⟨

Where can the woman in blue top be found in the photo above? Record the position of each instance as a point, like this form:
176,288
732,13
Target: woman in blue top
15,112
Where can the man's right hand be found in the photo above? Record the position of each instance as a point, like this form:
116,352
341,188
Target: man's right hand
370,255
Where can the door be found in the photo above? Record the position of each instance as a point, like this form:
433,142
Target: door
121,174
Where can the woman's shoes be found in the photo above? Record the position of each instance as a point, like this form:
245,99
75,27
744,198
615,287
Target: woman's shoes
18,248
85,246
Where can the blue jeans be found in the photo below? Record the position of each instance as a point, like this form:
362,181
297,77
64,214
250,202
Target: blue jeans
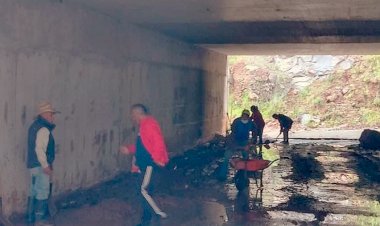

⟩

▶ SET TASK
Please copy out everything from the line containing "Where can the woman's", that line included, down to the last of the lines above, word for word, leaving the pictures out.

▶ OUTPUT BELOW
Where can the woman's shoes be found in the photo above? Record the position of each instance as a point, like this form:
245,99
75,27
744,198
615,287
Target: woman's shoes
18,248
85,246
Where can the blue jeans be found in the photo below? Record the position of each instance as a point, like this form:
362,181
297,77
64,214
250,202
Target: blue jeans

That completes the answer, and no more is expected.